ASSIGNED TASK
Nothing should be left out. Transcribe the entries exactly as written.

DATA UNDER STUDY
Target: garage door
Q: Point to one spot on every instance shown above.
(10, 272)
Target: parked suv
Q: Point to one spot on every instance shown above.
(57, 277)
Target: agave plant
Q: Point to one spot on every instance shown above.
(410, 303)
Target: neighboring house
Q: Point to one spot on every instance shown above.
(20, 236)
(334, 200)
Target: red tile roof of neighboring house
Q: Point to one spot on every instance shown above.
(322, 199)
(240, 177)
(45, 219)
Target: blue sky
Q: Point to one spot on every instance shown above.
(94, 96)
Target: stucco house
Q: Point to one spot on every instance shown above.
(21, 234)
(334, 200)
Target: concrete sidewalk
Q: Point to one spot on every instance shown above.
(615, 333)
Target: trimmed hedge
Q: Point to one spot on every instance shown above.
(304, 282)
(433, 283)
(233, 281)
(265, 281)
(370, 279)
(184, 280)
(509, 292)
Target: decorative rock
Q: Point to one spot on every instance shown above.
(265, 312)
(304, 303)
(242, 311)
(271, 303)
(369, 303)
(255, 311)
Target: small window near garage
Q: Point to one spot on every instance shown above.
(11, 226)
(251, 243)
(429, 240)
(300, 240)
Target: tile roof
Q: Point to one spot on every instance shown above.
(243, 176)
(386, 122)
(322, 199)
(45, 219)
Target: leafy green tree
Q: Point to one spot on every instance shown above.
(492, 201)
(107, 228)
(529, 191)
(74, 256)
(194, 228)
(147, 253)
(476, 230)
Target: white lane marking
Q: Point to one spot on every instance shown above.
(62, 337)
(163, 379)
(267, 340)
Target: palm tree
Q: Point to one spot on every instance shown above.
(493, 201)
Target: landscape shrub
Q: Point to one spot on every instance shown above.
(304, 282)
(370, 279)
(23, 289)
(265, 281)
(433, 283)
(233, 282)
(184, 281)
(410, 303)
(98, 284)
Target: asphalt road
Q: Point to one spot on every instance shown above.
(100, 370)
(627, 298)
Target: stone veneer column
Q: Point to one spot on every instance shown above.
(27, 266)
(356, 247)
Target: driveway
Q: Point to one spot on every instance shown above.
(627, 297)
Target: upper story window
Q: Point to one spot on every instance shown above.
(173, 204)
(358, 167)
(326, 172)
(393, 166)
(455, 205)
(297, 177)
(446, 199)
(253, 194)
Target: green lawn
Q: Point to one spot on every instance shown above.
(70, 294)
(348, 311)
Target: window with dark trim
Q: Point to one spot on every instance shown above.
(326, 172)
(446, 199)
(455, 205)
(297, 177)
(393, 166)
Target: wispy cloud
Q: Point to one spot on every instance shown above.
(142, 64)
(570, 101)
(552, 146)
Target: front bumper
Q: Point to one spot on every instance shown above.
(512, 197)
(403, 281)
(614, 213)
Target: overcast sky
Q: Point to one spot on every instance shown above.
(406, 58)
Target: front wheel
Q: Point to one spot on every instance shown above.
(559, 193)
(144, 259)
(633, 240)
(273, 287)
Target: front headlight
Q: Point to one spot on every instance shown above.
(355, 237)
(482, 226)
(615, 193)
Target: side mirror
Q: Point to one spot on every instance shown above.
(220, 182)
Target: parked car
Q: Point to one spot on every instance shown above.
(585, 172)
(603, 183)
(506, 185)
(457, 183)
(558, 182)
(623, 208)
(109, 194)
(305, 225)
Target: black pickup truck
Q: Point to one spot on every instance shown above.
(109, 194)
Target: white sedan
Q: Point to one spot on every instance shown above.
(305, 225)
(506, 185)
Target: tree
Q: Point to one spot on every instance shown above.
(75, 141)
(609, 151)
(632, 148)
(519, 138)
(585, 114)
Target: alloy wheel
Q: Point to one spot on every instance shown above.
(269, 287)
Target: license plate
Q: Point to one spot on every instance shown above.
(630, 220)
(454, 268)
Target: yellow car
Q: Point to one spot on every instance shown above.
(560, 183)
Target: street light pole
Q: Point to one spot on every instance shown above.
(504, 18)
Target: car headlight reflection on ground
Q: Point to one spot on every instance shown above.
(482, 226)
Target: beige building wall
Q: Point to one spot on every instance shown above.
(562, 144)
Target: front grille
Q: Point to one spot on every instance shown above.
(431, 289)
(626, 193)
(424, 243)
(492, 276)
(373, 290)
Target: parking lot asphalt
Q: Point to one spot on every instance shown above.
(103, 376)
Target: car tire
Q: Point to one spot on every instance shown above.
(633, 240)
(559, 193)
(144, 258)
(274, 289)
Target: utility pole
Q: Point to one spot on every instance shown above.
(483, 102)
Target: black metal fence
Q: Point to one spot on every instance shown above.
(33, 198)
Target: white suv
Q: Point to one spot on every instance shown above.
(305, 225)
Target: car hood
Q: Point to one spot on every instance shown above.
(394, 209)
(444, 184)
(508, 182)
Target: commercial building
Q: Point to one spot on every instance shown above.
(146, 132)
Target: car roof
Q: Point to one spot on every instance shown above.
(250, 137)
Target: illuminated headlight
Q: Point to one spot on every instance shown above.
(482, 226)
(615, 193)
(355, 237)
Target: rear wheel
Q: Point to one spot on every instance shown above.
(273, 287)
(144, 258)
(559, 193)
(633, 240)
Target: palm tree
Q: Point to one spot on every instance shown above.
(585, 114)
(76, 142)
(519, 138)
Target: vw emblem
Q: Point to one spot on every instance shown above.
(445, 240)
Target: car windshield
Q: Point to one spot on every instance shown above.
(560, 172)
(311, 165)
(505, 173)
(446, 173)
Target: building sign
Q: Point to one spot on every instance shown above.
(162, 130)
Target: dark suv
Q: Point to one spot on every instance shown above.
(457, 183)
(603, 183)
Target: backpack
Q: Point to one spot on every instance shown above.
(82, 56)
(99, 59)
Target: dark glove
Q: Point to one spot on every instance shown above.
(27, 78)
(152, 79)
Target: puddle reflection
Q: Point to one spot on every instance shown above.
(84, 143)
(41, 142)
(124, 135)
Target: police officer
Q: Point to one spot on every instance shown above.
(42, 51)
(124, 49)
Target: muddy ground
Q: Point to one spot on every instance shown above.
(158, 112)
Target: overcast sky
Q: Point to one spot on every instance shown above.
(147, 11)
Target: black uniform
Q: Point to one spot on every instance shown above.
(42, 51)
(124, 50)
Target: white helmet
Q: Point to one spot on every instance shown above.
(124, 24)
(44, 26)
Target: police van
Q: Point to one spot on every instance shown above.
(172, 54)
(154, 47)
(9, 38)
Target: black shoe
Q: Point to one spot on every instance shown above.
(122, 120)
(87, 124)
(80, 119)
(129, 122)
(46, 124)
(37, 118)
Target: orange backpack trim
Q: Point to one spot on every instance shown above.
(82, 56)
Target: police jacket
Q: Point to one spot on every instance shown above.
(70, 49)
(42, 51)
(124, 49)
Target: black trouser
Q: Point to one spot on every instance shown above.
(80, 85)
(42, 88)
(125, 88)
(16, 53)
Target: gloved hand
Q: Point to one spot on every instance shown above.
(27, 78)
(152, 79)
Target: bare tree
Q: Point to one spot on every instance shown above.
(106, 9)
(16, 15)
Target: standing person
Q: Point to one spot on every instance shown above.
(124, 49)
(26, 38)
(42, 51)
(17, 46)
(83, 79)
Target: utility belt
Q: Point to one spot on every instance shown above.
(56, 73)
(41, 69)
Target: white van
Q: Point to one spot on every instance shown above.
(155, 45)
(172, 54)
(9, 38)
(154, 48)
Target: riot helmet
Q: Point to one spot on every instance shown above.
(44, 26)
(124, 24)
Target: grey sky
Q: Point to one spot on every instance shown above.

YOUR RESPONSE
Target: garage door
Q: Point to one spot on every instance shown above.
(10, 272)
Target: parked suv
Q: Point to one spot on every instance shown above.
(57, 277)
Target: agave plant
Q: Point to one spot on every instance shown above.
(410, 303)
Target: neighboring house
Q: Point to one spot on every instance shown above.
(20, 236)
(334, 200)
Target: red tile roof of neighboring house
Q: Point to one spot on every instance shown above.
(322, 199)
(240, 177)
(45, 219)
Target: blue sky
Q: Point to one spot on every instance shown above.
(94, 96)
Target: stucco house
Q: Point to one spot on every instance shown above.
(21, 234)
(334, 200)
Target: concrete sidewalk
Q: Point to one spot on every instance shown above.
(615, 333)
Target: trimmed hedge
Q: Point to one spot on every instance shown above.
(304, 282)
(433, 283)
(233, 281)
(265, 281)
(370, 279)
(184, 280)
(509, 292)
Target: decorative rock
Q: Point to one spot on every instance shown above.
(265, 312)
(304, 303)
(242, 311)
(271, 303)
(369, 303)
(255, 311)
Target: small window near garage
Q: Point to one spot on every instance shown above.
(11, 226)
(251, 243)
(429, 240)
(300, 240)
Target: tile roof
Q: Point to one spot on every instance shown above.
(243, 176)
(386, 122)
(322, 199)
(45, 219)
Target: leafy green tree
Q: Point to one spot on every instance shown above.
(492, 201)
(107, 228)
(529, 191)
(74, 256)
(194, 228)
(147, 253)
(476, 230)
Target: white lane marking
Q: Point to one spot on every instance shown above.
(62, 337)
(163, 379)
(267, 340)
Target: palm tree
Q: Point to one spot on every instance shown above.
(493, 201)
Target: landscape shrub
Q: Point to one spot on every instance shown above.
(304, 282)
(370, 279)
(23, 289)
(265, 281)
(433, 283)
(233, 282)
(184, 281)
(410, 303)
(98, 284)
Target: asphalt road
Q: Point to one spot on every instance shown above.
(100, 370)
(627, 298)
Target: stone veneer column
Q: Point to one spot on every instance shown above.
(27, 266)
(356, 247)
Target: driveway
Q: Point to one spot on every instance shown above.
(627, 297)
Target: upper story window
Q: Point to one spot on every instance shown above.
(173, 204)
(358, 167)
(326, 172)
(393, 166)
(455, 205)
(297, 177)
(446, 199)
(253, 194)
Target: green lawn
Q: Point to one spot on every instance shown above.
(70, 294)
(348, 311)
Target: window with dark trim
Q: Point to one spot on every instance shown above.
(326, 172)
(446, 199)
(455, 205)
(297, 177)
(393, 166)
Target: wispy cloud
Q: Point to one spot on every instance shown above.
(142, 64)
(570, 101)
(552, 146)
Target: front bumper
Q: Point to one spot on every instance shown above.
(512, 197)
(403, 281)
(614, 213)
Target: overcast sky
Q: Point to one spot on every instance shown above.
(406, 58)
Target: front wheel
Q: Point to one spot on every instance shown above.
(559, 193)
(144, 259)
(633, 240)
(273, 287)
Target: front headlight
Q: Point to one spot on every instance shown above.
(355, 237)
(482, 226)
(615, 193)
Target: side mirror
Q: Point to one spot on every instance shown above.
(220, 182)
Target: parked car
Q: Point to one spot on every instance shown above.
(585, 172)
(603, 183)
(506, 185)
(457, 183)
(558, 182)
(623, 208)
(109, 194)
(305, 225)
Target: black pickup truck
Q: Point to one spot on every instance shown above.
(109, 194)
Target: white sedan
Q: Point to one spot on every instance shown above.
(305, 225)
(506, 185)
Target: tree
Q: Point to one spot on every instance shown above.
(75, 141)
(609, 151)
(632, 148)
(519, 138)
(585, 114)
Target: alloy wheel
Q: Point to one spot on every instance shown above.
(269, 287)
Target: license plate
Q: Point to one spot on every instance shown above.
(630, 220)
(454, 268)
Target: yellow car
Q: Point to one spot on every instance shown above.
(560, 183)
Target: street light pole
Q: Point to one spot on every instance shown above.
(504, 18)
Target: car headlight reflection on ground
Q: Point to one spot on every instance shown above.
(482, 226)
Target: beige building wall
Q: Point to one spot on every instance shown above.
(562, 144)
Target: front grille
Q: Point to one spot on every instance shown above.
(431, 289)
(626, 193)
(424, 243)
(492, 276)
(373, 290)
Target: parking lot asphalt
Q: Point to one spot on every instance shown above.
(103, 376)
Target: car tire
Q: Point to one spot on every instance shown above.
(633, 240)
(559, 193)
(144, 258)
(274, 289)
Target: utility pole
Q: Point to one spot on every instance shown above.
(483, 102)
Target: black metal fence
Q: Point to one spot on every instance shown above.
(33, 198)
Target: white suv
Q: Point to one spot on every instance shown above.
(305, 225)
Target: car hood
Q: Point to one spot on every instance shown above.
(394, 209)
(444, 184)
(508, 182)
Target: commercial building
Q: Point to one spot on every instance shown above.
(146, 132)
Target: car roof
Q: Point to one spot on every instance shown above.
(250, 137)
Target: illuminated headlight
Q: Point to one spot on every instance shown above.
(482, 226)
(615, 193)
(355, 237)
Target: rear wheel
Q: Point to one spot on every instance shown above.
(273, 287)
(144, 258)
(559, 193)
(633, 240)
Target: palm tree
Q: Point to one spot on every instance shown above.
(585, 114)
(76, 142)
(519, 138)
Target: vw emblem
Q: Point to one spot on every instance shown above.
(445, 240)
Target: car windshield
Q: Point to one spot on every instance shown above.
(560, 172)
(311, 165)
(505, 173)
(446, 173)
Target: building sign
Q: Point to one spot on every instance shown above.
(162, 130)
Target: dark suv
Q: Point to one spot on every instance shown above.
(457, 183)
(603, 183)
Target: backpack
Q: Point to one spot on every instance shown above.
(82, 56)
(99, 59)
Target: dark glove
Q: Point to one spot on every instance shown above.
(27, 78)
(152, 79)
Target: puddle reflection
Q: Point to one spot on every instance shown above.
(84, 143)
(41, 142)
(124, 135)
Target: police officer
Q: Point to one spot on every instance shown above.
(42, 51)
(124, 49)
Target: muddy ground
Q: Point to one spot on every instance shown above.
(158, 112)
Target: overcast sky
Q: Point to one spot on every instance shown above.
(147, 11)
Target: black uniform
Q: Point to one spot on every instance shown above.
(42, 51)
(124, 50)
Target: white helmet
Q: Point to one spot on every instance shown above.
(124, 24)
(44, 26)
Target: police van
Q: Point to one spot on every instance shown above.
(172, 54)
(154, 47)
(9, 38)
Target: black shoe
Q: Point to one spot on every instance shown above.
(122, 120)
(87, 124)
(80, 119)
(129, 122)
(46, 124)
(37, 118)
Target: orange backpack trim
Q: Point to one spot on every instance shown above.
(82, 56)
Target: police jacket
Q: Point to one spot on every instance shown above.
(70, 49)
(42, 51)
(124, 49)
Target: black trouser
Q: Point to one spot on every instance shown above.
(80, 85)
(42, 88)
(125, 88)
(16, 53)
Target: gloved hand
Q: Point to one spot on every instance shown above.
(27, 78)
(152, 79)
Target: bare tree
Q: Point to one spot on every instance shown above.
(106, 9)
(16, 15)
Target: standing person
Q: Point to one spot on every instance shown above.
(124, 49)
(26, 38)
(42, 51)
(17, 46)
(83, 79)
Target: utility belt
Q: Point to one spot on every instance shown above.
(56, 73)
(41, 69)
Target: white van
Q: Point to one spot on every instance shown above.
(155, 45)
(172, 54)
(9, 38)
(154, 48)
Target: riot helmet
Q: Point to one spot on every instance shown above.
(44, 26)
(124, 24)
Target: grey sky
Q: Point to one spot on every instance shown above.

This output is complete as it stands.